* [EXERCISE DIRECTIONS] Reproduce the whole article below about Mike Mentzer's new popularity online, word for word.

* [EXCERPTED PASSAGE]
Nobody Under 25 Ever Watched Mike Mentzer Compete. So Why Is He All Over Their For You Page?
July 02, 2026Scroll through fitness TikTok or YouTube Shorts right now and you'll eventually hit it: grainy, low-res footage of a shirtless, mustached man in short trunks, staring into a 1980s camera and explaining, with the cadence of a philosophy professor, why almost everyone in the gym is wasting their time. The account posting it is probably run by someone in their twenties. A meaningful chunk of the people watching are in high school. None of them saw Mike Mentzer compete. Most weren't alive when he died.
And yet, 25 years later, Mentzer is having a moment. Not a niche, bodybuilding-history-buff moment — a real one, with millions of views, comment sections full of teenagers asking "why did nobody tell me about this guy," and a live, ongoing feud between two of the sport's biggest names about what his legacy is even worth. Something is happening here that goes beyond nostalgia, and it's worth actually digging into why.

* [LISTED RECORDS]
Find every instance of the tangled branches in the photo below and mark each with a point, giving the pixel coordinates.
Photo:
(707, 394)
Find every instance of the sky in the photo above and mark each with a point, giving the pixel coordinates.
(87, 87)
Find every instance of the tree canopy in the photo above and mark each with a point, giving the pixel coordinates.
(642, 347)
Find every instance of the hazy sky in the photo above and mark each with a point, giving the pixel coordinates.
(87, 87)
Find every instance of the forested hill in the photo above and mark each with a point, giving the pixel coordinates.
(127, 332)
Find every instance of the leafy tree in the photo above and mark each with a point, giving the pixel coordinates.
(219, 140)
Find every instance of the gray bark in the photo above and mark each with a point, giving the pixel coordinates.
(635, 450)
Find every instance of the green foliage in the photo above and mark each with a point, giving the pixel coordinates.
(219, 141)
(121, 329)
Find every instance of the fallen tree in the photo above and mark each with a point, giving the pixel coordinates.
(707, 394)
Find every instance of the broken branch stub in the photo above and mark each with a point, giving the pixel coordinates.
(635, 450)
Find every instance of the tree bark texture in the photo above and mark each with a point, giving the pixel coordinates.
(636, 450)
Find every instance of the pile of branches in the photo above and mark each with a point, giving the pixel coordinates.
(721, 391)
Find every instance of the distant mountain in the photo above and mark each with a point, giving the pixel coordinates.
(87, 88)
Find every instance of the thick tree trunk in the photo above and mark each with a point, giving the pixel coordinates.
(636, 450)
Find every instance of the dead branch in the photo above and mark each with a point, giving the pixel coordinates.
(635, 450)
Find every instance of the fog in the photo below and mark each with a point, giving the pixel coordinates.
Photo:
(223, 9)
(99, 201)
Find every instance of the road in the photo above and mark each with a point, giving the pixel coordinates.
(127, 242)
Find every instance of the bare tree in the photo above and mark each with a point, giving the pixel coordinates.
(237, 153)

* [WRITTEN SOLUTION]
Nobody Under 25 Ever Watched Mike Mentzer Compete. So Why Is He All Over Their For You Page?
July 02, 2026Scroll through fitness TikTok or YouTube Shorts right now and you'll eventually hit it: grainy, low-res footage of a shirtless, mustached man in short trunks, staring into a 1980s camera and explaining, with the cadence of a philosophy professor, why almost everyone in the gym is wasting their time. The account posting it is probably run by someone in their twenties. A meaningful chunk of the people watching are in high school. None of them saw Mike Mentzer compete. Most weren't alive when he died.
And yet, 25 years later, Mentzer is having a moment. Not a niche, bodybuilding-history-buff moment — a real one, with millions of views, comment sections full of teenagers asking "why did nobody tell me about this guy," and a live, ongoing feud between two of the sport's biggest names about what his legacy is even worth. Something is happening here that goes beyond nostalgia, and it's worth actually digging into why.